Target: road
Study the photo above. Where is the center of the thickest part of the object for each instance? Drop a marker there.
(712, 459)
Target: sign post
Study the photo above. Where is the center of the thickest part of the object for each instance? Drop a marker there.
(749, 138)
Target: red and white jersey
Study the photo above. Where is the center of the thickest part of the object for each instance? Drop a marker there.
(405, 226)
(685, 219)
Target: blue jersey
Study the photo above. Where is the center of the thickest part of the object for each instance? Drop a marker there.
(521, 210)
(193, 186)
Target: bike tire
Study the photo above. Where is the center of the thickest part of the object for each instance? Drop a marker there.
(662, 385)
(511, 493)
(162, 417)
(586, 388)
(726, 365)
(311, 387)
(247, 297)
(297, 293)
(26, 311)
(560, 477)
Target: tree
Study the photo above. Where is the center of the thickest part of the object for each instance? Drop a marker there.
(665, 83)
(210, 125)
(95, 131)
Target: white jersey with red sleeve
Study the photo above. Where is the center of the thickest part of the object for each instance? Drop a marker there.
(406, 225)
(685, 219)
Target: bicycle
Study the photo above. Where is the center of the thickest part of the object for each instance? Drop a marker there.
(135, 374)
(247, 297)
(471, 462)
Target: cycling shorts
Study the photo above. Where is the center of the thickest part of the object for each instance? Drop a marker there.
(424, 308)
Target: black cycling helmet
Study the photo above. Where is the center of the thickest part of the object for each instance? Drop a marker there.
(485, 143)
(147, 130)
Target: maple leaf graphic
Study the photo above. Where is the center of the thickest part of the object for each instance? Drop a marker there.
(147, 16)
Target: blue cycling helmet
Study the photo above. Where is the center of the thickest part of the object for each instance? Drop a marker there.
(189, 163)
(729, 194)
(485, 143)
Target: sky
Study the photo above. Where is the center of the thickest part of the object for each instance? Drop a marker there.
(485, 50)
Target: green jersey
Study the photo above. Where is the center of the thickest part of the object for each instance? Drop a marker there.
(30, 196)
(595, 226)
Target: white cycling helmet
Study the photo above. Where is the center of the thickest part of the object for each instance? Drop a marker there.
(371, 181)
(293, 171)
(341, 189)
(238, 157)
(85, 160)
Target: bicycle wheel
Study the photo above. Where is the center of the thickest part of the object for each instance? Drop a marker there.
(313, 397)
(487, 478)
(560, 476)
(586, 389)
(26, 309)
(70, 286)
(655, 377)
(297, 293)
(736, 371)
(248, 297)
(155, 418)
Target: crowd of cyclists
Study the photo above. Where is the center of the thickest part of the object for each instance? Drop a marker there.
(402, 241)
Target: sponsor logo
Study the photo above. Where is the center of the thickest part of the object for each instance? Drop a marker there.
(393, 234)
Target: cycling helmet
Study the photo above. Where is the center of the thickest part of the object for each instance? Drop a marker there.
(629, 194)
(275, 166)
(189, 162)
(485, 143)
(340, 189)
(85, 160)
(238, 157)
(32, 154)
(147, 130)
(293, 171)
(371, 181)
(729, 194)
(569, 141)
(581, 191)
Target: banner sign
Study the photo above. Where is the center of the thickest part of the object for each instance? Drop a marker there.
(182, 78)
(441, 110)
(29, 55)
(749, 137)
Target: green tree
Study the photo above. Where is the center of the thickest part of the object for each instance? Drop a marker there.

━━━

ЗАДАЧА
Перепишите все записи выше в виде нумерованного списка без пустых строк.

РЕЗУЛЬТАТ
1. Target: road
2. Study the photo above. Where is the center of the thickest part of the object for each instance? Drop a marker there.
3. (712, 459)
4. Target: sign post
5. Study the photo above. Where is the center of the thickest part of the object for each instance? Drop a marker there.
6. (749, 138)
7. Target: red and white jersey
8. Study the photo above. Where is the center of the thickest part of the object for each instance? Drop a marker there.
9. (405, 226)
10. (685, 219)
11. Target: blue jersey
12. Study the photo above. Where is the center of the thickest part of the object for each instance? Drop a marker there.
13. (521, 210)
14. (193, 186)
15. Target: bike tire
16. Study the photo above. Where is the center of the thickest part of the object for each instance? Drop a marker there.
17. (662, 385)
18. (511, 493)
19. (162, 417)
20. (586, 388)
21. (726, 365)
22. (311, 387)
23. (247, 297)
24. (297, 293)
25. (26, 311)
26. (560, 477)
27. Target: tree
28. Study the photo above. Where is the center of the thickest part of the object for each instance? Drop a marker there.
29. (665, 83)
30. (210, 125)
31. (95, 131)
32. Target: white jersey with red sleeve
33. Study the photo above. Where is the center of the thickest part of the object for each instance? Drop a marker there.
34. (406, 225)
35. (685, 219)
36. Target: bicycle
37. Study the photo above. Where is the center of the thickest part of the object for each instance? Drop a marker there.
38. (135, 374)
39. (247, 297)
40. (471, 462)
41. Target: cycling shorts
42. Study the photo above. Where is the center of the thickest part of the object for each instance? Drop a marker there.
43. (424, 308)
44. Target: black cycling helmet
45. Study the photo above. Where is the center of the thickest part of the object for each instance? Drop a marker there.
46. (485, 143)
47. (147, 130)
48. Target: maple leaf graphic
49. Study the photo above. Where is the center of the thickest part of the object for each instance? Drop a marker there.
50. (147, 16)
51. Target: blue cycling helmet
52. Study the photo above. Where is the center of the thickest part of the object for each instance? Drop a marker there.
53. (189, 163)
54. (729, 194)
55. (485, 143)
56. Target: sky
57. Study the photo above. Where is the center of the thickest part of the object for each instance? Drop a marker there.
58. (485, 50)
59. Target: green jersey
60. Study the photo above. Where is the center of the thickest part of the object for each instance? Drop a marker there.
61. (30, 196)
62. (595, 226)
63. Target: white cycling helmet
64. Study the photo above. Where is the center of the thickest part of the object for each instance? Drop a marker there.
65. (371, 181)
66. (293, 171)
67. (341, 189)
68. (238, 157)
69. (85, 160)
70. Target: bicycle wheel
71. Study the photo above. Where is the center of the thickest part of the object for each instance? Drop a marker there.
72. (313, 397)
73. (487, 478)
74. (560, 476)
75. (586, 389)
76. (26, 309)
77. (70, 286)
78. (655, 377)
79. (297, 293)
80. (736, 371)
81. (248, 297)
82. (155, 418)
83. Target: crowd of cyclists
84. Study the photo above. Where is the center of the thickest part of the object for each instance? Drop a marker there.
85. (402, 241)
86. Target: sponsor logo
87. Study the photo above. Where is the center of the thickest part of the object for each instance? Drop a marker there.
88. (393, 234)
89. Target: cycling helmet
90. Study the photo above. Where is the center of the thickest part of the object for each instance? Drop a marker there.
91. (629, 194)
92. (275, 166)
93. (189, 162)
94. (485, 143)
95. (340, 189)
96. (85, 160)
97. (238, 157)
98. (32, 154)
99. (147, 130)
100. (293, 171)
101. (371, 181)
102. (729, 194)
103. (569, 141)
104. (581, 191)
105. Target: banner sign
106. Study the photo above. Where is the center of the thickest part of the object for each instance? Drop a marker there.
107. (182, 78)
108. (441, 110)
109. (29, 55)
110. (749, 137)
111. Target: green tree
112. Study the photo above. Where is the center of the thickest part of the object for each instance? Drop a marker there.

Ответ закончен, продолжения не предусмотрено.